╔══
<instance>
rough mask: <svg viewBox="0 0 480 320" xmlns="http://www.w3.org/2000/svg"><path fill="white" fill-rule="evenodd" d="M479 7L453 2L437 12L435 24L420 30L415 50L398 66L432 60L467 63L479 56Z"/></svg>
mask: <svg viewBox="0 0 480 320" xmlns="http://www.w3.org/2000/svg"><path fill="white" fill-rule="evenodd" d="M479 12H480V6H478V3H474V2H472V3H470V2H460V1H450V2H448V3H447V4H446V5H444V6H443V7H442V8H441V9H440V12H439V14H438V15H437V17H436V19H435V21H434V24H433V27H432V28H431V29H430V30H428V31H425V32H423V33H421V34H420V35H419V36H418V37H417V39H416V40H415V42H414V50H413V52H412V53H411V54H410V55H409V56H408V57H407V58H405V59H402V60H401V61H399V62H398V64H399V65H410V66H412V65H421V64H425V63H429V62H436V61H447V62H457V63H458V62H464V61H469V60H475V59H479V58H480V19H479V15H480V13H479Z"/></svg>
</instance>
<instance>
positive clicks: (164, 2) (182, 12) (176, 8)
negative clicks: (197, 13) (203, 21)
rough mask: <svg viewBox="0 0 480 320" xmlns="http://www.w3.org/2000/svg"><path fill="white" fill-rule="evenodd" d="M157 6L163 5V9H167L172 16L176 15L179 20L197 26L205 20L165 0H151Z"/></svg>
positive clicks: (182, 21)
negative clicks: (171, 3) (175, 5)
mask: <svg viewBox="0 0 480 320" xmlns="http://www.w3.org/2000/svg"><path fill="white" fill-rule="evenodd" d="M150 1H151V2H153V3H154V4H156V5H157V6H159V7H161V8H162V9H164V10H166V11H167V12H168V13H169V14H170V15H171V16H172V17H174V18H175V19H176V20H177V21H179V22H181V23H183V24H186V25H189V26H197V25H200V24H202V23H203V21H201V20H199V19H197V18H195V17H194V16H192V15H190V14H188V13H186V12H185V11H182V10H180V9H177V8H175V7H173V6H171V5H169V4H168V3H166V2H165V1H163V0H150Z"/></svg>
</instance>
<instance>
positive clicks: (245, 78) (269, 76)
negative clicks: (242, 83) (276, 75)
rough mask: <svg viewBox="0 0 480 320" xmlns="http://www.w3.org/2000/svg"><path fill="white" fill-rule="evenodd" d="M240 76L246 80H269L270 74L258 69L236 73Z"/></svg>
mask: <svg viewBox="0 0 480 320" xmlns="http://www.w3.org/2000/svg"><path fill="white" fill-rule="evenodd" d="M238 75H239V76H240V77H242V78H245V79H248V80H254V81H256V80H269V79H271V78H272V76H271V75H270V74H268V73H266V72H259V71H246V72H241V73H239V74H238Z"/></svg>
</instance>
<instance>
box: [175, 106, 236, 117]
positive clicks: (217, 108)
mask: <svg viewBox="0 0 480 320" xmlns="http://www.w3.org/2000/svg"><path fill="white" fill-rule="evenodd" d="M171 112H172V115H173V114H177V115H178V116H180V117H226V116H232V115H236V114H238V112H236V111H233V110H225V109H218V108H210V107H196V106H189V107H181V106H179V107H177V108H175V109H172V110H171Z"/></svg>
╚══
╔══
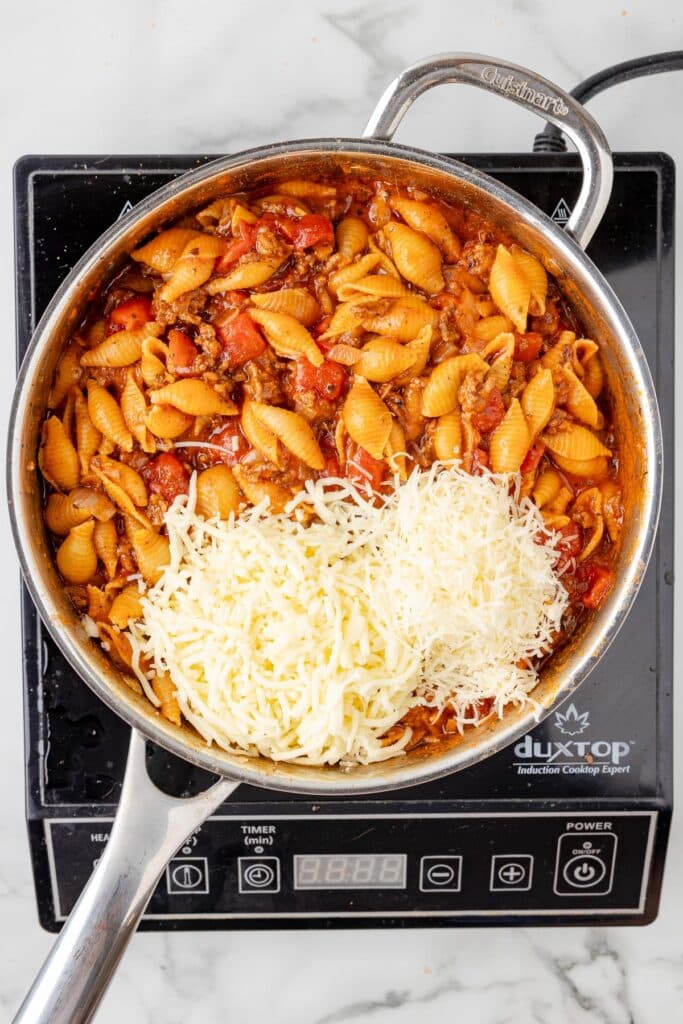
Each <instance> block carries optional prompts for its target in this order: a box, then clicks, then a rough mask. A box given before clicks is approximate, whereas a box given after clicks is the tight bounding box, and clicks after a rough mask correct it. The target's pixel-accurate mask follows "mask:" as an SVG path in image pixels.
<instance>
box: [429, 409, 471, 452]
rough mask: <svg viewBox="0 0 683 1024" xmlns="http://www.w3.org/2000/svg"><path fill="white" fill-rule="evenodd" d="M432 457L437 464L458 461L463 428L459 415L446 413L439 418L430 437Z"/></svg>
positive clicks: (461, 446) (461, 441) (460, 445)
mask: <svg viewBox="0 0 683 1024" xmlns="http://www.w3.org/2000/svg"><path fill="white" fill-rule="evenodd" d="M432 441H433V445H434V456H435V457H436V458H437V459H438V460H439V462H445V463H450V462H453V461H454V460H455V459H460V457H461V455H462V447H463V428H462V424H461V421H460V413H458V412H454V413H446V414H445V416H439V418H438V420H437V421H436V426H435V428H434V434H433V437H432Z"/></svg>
╚══
╔══
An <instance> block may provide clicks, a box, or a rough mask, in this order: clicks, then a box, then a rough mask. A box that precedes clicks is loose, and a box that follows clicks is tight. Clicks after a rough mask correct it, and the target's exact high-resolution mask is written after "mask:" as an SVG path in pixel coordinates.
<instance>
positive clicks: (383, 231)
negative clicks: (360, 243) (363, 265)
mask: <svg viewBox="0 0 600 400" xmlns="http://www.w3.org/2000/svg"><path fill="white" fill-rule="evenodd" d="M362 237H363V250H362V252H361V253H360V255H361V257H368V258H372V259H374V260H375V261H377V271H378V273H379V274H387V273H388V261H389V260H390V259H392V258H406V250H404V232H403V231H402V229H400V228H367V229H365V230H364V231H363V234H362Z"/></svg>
╚══
> **Exercise prompt**: Go line by line through the data and copy any that contain "after".

> **Reply to the task**:
Each <instance> block carries optional prompts for its target in this order: a box, then clicks, then a rough mask. A box given before clicks is approximate, whereas a box given after clicks is the tight bounding box, and clicks after a rough mask correct it. The target's pixel-accurate mask follows "mask:" as an SVG path in image pixels.
An <instance> block may provide clicks, a box, or a rough mask, in this order: clicks, then a box, then a rough mask. A box that precedes clicks is loose, and a box that follows clicks is tight. Clicks after a rough mask correct it, and the target's exact high-resolution mask is written after "mask:" as an SVG path in pixel coordinates.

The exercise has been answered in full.